§ **Instrucciones**
Según el fragmento sobre Gandhi, ¿dónde y en qué año nació?

§ **Fragmento**
Si con las manos de la imaginación pasamos las páginas de la historia nos encontramos con hojas que están manchadas de sangre. Pero también encontraremos otras que están bordadas de oro, que nos hablan de grandes hombres y mujeres que han dado su vida por la verdad, la fraternidad y la justicia.
Desde Sócrates a Hipatia de Alejandría; desde Giordano Bruno a Gandhi… Alabados o torturados… pero nos dejaron su ejemplo.
Mohandas Karamchand Gandhi demostró que, además de poseer un enorme armamento, los seres humanos poseemos una increíble potencia llamada amor.
Nació en Porbandar, al noroeste de la India, en 1869. La India se encontraba ocupada por el Imperio Británico. Y él, como buen filósofo que siempre era, se preguntaba: ¿No es Inglaterra uno de los países donde nació la democracia? ¿Cómo ha ocupado toda la India y gran parte del mundo sin consultárselo a nadie? Pero, en fin, era el Imperio Británico y todo se le permitía.
Sus primeros maestros que le enseñaron las cosas importantes de la vida fueron sus propios padres. Karamchand era un hombre analfabeto, pero tenía una inteligencia práctica y llegó a ser primer ministro de su ciudad.
Su madre Putlibai tampoco sabía leer ni escribir, pero tenía un gran sentido común. En una ocasión, siguiendo los ritos de ayunos de la familia, se hizo la promesa de no comer nada mientras el sol permaneciera oculto. Pero en la zona en donde vivían era normal que se formaran nieblas espesas. Así transcurrieron tres días en los cuales no se vio el sol. Gandhi y su hermano estaban bastante preocupados.
Hacían guardia todo el día en la puerta de casa para avisar a su madre y que volviera a comer en cuanto saliera el sol. Al tercer día por fin los dorados rayos llegan hasta el rostro de los dos pequeños y, como si en ello les fuera la vida, salieron corriendo para avisarle. Pero cuando llegan con su madre a la puerta, la niebla otra vez ocultó el sol. Los dos niños, desconsolados, la miraron, pero en su rostro no vieron ni un asomo de queja. Siguió como si nada, haciendo sus labores.
A los 19 años viajó a Londres para cursar derecho. En 1888 nos encontramos en Londres a un Gandhi estudiando leyes, vestido como un “gentleman”, tomando cursos de oratoria, violín, bailes de salón... Afortunadamente, se dio cuenta del sacrificio enorme que hacía su familia y, cambiando de idea, empezó a cocinar su propia comida. Dejó los cursos y evitó las fiestas sociales a las cuales era casi obligado ir si quería aprobar la carrera y cultivar “influencias”.

§ **Listado de registros**
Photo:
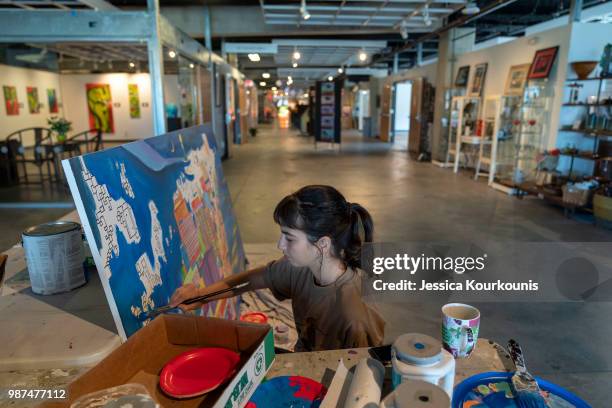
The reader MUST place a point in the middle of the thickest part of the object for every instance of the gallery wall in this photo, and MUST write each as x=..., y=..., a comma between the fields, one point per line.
x=71, y=95
x=521, y=51
x=126, y=127
x=21, y=78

§ **Solución**
En Porbandar, al noroeste de la India, en 1869.